◆ Goal: Return the stretch of data below from the line that contains "Task: each instance of the carved" through the line that contains "[[415, 63]]", both included, reproducing each line without any change.

◆ Information supplied:
********

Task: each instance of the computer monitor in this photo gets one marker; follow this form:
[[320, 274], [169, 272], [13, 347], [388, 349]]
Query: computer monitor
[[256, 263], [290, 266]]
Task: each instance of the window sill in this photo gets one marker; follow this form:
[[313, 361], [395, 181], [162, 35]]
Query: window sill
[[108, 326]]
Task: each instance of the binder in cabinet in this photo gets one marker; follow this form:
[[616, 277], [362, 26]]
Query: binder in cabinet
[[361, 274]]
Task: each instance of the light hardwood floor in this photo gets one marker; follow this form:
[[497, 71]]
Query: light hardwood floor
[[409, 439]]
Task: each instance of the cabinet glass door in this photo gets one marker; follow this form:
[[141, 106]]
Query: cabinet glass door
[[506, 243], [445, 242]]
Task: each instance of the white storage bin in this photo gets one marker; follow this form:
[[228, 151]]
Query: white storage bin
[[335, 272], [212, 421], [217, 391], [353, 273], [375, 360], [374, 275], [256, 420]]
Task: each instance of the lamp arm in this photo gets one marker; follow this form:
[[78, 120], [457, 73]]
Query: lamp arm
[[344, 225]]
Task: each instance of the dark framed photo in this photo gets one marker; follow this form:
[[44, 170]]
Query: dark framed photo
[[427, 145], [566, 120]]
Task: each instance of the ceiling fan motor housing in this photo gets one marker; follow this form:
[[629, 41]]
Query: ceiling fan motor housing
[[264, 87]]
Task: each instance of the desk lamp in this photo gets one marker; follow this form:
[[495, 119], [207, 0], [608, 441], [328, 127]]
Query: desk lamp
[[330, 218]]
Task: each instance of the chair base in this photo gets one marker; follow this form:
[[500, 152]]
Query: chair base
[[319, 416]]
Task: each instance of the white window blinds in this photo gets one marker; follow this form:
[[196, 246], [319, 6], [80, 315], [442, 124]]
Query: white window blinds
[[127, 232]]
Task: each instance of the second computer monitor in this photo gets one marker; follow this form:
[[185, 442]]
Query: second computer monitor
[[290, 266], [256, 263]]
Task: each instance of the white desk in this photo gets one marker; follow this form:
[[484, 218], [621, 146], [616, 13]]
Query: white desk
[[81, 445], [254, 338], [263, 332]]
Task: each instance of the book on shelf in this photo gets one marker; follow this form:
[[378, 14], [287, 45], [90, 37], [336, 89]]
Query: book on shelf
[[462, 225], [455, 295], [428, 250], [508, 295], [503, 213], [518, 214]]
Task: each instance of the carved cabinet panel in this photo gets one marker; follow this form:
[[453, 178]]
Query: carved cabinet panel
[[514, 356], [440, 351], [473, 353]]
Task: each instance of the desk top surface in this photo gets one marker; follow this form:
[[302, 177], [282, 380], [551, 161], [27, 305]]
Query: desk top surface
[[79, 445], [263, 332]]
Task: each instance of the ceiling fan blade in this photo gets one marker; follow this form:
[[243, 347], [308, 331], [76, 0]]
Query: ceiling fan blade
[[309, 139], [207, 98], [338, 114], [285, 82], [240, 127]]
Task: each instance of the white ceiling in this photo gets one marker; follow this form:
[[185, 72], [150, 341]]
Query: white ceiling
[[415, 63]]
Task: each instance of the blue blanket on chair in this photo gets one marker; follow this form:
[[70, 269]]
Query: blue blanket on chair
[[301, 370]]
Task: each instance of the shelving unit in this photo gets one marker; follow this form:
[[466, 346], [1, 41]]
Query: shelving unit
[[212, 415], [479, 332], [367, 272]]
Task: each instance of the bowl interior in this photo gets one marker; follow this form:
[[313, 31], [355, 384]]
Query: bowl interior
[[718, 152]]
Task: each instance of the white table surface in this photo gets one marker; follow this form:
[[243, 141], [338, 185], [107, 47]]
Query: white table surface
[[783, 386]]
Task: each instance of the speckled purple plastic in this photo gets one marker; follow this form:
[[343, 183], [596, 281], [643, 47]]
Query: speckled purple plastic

********

◆ Answer to this problem:
Task: each instance of the carved cabinet panel in this photo gets one marker; follow this form:
[[453, 178]]
Query: carved cabinet panel
[[514, 356], [440, 351], [473, 353]]
Task: each instance of the desk top surface in this photo gets one marker; follow this form:
[[302, 177], [282, 380], [551, 161], [27, 305]]
Query: desk top surface
[[79, 445], [263, 332]]
Task: each instance of the ceiling fan blade in this photo gets one marker; follow this form:
[[243, 347], [308, 331], [76, 0]]
Query: ceiling fan blade
[[309, 139], [207, 98], [338, 114], [285, 82], [240, 127]]
Task: each instance of the white ceiling in this photo gets one marker; follow this form:
[[185, 72], [150, 341]]
Query: white ceiling
[[415, 63]]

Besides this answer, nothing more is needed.